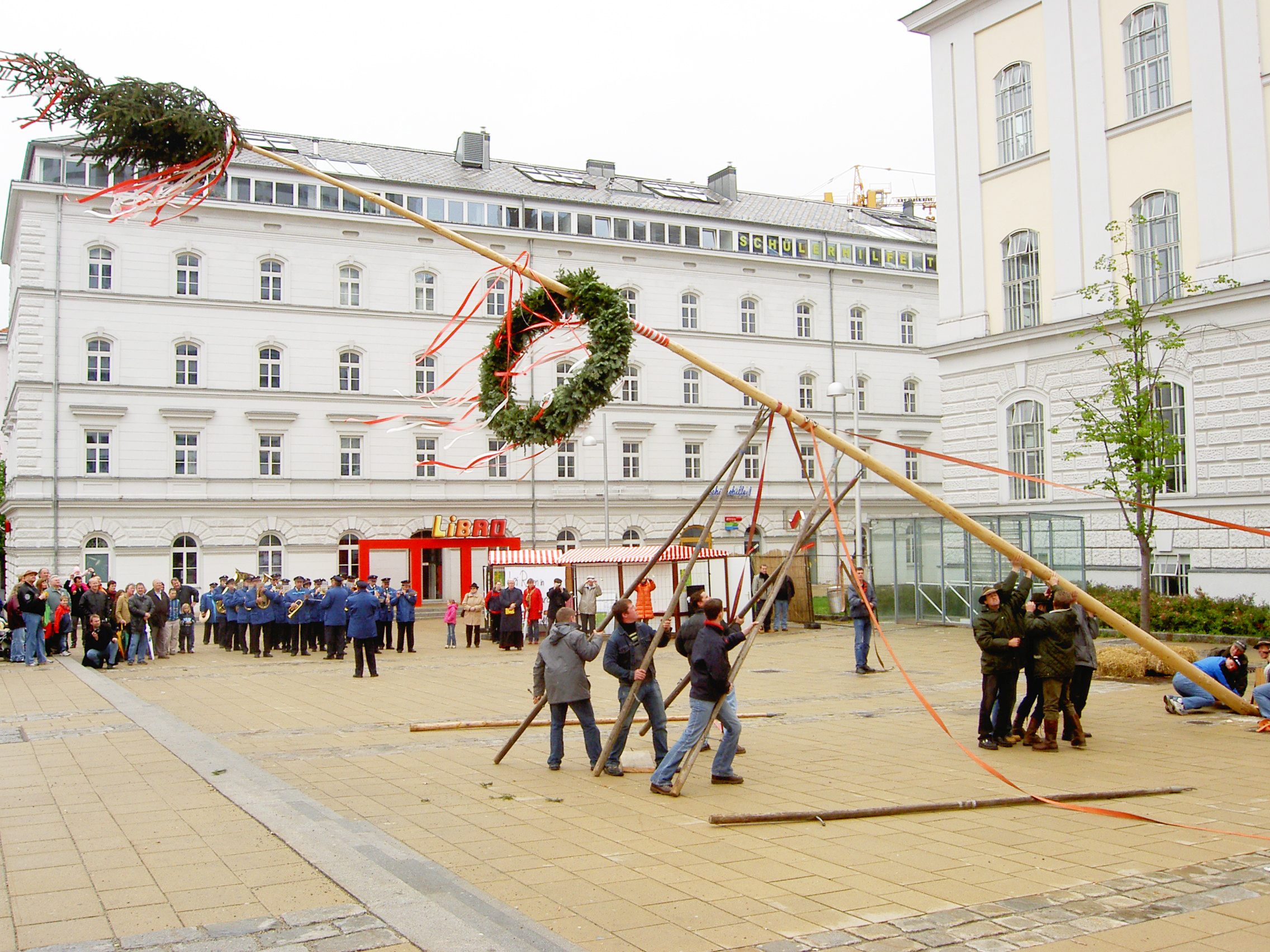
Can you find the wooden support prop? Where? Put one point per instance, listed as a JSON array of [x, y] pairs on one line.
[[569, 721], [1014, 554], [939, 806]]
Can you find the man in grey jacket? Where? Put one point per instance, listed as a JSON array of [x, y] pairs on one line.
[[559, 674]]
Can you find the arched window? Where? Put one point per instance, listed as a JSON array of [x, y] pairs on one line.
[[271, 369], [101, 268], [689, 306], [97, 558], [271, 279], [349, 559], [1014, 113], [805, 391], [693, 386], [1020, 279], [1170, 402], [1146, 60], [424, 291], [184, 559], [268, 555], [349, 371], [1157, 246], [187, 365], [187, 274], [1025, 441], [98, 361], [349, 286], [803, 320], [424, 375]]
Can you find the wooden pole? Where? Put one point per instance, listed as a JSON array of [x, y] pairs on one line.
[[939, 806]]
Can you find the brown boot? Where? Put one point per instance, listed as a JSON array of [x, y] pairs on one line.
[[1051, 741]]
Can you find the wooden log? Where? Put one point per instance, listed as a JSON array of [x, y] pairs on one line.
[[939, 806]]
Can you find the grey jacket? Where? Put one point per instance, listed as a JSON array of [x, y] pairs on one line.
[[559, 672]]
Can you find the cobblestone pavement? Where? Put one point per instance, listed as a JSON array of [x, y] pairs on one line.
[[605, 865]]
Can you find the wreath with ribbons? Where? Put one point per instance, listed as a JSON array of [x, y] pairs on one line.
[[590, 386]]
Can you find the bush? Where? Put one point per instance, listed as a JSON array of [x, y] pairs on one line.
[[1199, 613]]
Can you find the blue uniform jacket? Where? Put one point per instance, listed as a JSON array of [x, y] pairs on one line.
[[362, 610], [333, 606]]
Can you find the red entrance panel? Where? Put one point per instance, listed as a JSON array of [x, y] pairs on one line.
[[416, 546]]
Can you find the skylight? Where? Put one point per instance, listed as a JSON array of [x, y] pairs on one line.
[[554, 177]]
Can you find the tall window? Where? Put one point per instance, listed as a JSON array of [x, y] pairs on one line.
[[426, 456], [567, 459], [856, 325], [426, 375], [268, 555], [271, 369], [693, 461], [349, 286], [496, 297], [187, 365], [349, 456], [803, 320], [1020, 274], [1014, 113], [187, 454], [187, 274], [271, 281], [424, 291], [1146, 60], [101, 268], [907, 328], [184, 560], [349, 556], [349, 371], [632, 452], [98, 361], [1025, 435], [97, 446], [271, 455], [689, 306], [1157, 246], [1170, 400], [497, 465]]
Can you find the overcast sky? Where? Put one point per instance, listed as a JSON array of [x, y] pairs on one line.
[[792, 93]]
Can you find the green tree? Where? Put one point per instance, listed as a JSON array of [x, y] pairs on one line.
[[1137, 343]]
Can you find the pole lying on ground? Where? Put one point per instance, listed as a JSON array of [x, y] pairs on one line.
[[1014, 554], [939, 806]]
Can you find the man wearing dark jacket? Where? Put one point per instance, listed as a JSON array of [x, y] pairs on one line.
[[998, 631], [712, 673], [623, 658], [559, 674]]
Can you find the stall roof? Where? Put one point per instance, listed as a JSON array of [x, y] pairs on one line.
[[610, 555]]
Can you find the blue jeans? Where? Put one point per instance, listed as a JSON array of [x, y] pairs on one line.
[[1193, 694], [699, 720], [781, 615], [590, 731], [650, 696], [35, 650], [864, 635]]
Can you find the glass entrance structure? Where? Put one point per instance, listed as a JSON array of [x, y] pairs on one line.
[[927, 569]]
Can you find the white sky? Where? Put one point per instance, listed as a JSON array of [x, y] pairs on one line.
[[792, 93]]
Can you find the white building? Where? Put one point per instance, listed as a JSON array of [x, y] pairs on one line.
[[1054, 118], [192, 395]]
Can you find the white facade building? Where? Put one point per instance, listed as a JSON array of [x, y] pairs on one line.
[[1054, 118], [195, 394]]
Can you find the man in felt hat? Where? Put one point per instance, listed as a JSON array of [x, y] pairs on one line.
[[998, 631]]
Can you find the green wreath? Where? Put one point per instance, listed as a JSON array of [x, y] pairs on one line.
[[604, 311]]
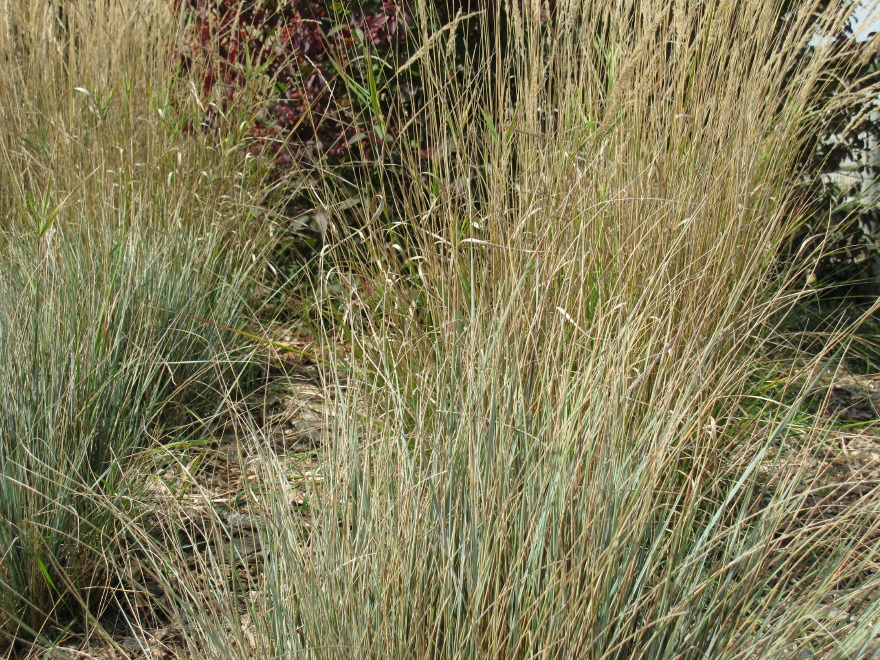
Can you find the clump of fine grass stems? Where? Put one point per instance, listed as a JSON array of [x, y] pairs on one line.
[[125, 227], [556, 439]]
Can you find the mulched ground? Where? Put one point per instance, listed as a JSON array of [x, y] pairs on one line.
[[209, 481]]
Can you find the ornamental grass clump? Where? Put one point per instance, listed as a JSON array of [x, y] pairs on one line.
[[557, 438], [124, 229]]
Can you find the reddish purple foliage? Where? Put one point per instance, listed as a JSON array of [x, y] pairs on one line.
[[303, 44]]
===
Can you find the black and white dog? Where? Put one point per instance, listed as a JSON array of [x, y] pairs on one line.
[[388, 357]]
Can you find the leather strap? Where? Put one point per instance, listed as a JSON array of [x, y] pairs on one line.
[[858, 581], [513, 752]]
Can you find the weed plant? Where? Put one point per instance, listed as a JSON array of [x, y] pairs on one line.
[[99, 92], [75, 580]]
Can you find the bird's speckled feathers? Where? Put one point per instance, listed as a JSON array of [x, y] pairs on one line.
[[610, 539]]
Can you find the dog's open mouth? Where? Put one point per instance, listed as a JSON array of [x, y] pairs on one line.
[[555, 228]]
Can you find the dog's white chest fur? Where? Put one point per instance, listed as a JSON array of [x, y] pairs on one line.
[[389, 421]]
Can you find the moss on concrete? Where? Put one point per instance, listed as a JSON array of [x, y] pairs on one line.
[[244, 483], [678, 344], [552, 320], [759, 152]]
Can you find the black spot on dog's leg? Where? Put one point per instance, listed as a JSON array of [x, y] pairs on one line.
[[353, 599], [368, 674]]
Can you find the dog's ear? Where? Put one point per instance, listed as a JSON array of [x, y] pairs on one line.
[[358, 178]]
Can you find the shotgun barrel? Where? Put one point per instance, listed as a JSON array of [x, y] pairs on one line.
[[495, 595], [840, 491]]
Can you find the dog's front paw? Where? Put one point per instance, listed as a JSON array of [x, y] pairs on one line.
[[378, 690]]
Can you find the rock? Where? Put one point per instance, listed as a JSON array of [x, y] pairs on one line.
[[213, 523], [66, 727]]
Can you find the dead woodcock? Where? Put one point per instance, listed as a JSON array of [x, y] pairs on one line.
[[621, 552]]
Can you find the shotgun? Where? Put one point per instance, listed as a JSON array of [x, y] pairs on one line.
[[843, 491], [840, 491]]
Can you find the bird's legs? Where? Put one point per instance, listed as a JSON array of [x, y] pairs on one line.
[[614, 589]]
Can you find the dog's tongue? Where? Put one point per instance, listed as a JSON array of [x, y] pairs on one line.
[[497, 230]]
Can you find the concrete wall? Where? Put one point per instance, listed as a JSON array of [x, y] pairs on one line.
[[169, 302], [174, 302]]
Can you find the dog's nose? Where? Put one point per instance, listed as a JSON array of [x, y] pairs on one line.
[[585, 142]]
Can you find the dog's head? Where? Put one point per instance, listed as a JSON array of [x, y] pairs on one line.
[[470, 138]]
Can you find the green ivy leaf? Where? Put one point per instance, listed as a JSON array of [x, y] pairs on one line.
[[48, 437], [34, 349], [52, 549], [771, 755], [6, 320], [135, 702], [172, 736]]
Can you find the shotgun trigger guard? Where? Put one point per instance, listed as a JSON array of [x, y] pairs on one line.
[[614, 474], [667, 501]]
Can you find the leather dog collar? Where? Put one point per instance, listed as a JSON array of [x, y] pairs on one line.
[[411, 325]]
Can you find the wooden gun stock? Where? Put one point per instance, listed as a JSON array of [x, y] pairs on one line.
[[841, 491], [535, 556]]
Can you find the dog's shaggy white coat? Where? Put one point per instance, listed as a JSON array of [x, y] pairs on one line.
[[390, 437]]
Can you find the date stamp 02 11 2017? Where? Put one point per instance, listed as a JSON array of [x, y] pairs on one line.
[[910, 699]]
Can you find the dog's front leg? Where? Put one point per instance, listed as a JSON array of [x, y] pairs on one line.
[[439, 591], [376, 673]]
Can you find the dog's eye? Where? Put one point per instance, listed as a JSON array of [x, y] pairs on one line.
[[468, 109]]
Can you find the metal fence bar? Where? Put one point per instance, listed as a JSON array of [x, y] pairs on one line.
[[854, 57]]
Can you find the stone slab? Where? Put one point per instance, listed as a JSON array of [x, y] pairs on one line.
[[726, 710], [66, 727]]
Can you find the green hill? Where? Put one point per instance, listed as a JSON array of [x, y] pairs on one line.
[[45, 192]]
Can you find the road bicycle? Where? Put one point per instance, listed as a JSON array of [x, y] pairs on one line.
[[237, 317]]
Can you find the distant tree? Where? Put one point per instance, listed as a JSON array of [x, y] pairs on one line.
===
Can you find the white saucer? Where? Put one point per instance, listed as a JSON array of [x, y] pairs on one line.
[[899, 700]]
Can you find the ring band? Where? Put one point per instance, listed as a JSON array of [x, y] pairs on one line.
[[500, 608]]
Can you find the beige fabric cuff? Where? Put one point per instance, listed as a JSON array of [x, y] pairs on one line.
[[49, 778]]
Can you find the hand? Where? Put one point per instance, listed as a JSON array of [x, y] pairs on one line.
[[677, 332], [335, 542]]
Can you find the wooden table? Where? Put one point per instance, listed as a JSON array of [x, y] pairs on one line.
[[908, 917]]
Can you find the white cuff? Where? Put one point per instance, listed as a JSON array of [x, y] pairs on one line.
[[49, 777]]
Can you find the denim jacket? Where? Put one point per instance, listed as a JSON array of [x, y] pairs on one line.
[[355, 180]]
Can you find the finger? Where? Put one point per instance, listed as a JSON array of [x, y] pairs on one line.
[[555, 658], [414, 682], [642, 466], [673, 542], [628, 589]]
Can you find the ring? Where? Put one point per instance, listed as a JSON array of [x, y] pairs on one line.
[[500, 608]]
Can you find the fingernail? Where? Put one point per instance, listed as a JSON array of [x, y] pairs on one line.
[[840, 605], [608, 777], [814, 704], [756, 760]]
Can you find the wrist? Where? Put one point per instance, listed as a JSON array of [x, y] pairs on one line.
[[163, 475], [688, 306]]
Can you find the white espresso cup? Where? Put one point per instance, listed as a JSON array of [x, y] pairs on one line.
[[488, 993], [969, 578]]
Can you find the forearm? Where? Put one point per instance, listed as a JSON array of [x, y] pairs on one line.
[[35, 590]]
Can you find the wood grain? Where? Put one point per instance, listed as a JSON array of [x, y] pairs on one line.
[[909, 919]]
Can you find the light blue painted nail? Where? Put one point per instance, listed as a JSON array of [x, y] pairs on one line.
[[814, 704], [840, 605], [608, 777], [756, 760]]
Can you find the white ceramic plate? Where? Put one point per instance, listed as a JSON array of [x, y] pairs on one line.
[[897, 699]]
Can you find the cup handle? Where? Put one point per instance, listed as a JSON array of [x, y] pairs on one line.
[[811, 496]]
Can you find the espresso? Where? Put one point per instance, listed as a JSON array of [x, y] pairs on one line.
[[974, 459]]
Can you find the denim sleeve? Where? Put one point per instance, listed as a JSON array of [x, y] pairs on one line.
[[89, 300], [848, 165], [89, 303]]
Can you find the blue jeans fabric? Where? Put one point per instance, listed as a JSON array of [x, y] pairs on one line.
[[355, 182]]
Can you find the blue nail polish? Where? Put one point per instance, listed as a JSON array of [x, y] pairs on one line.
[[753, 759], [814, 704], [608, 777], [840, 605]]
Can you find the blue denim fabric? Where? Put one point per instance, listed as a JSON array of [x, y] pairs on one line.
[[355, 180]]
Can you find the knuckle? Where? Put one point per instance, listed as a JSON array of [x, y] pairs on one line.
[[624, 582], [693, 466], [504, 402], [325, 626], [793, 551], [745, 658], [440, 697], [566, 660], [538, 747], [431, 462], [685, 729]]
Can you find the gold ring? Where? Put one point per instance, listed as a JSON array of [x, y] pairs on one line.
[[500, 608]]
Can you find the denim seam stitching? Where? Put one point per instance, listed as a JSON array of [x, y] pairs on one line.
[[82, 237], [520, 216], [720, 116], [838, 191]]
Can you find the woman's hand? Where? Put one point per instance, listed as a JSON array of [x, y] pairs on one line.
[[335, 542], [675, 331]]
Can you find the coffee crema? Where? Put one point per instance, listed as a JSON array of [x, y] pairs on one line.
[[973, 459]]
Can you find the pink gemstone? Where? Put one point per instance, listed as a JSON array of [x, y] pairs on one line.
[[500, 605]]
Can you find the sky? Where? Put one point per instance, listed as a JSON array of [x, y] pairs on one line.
===
Given problem:
Rewrite the rows from the line containing "Can you find the white cuff?" through the line containing "[[163, 475], [688, 306]]", both included, as a JSON list of strings with one string per line. Leave out any blank lines.

The answer:
[
  "Can you find the white cuff? Where? Put one point per instance, listed as a JSON array of [x, y] pairs on one line.",
  "[[49, 777]]",
  "Can you find the denim jacket? Where? Put one point per instance, listed as a JSON array of [x, y] pairs on one line.",
  "[[355, 180]]",
  "Can you find the finger? Where? Put one point per instance, listed as a JSON array of [x, y] pairs on one line.",
  "[[555, 658], [414, 682], [642, 466], [673, 542], [628, 589]]",
  "Can you find the ring? Where? Put one point per instance, listed as a JSON array of [x, y] pairs on one line.",
  "[[500, 608]]",
  "Can you find the fingernail? Where? Put one point per instance, listed as a JSON array of [x, y] pairs on one line.",
  "[[840, 605], [608, 777], [814, 704], [756, 760]]",
  "Can you find the wrist? Where? Put one point per instance, listed as a JSON array of [x, y] pairs on one line.",
  "[[163, 475], [688, 306]]"
]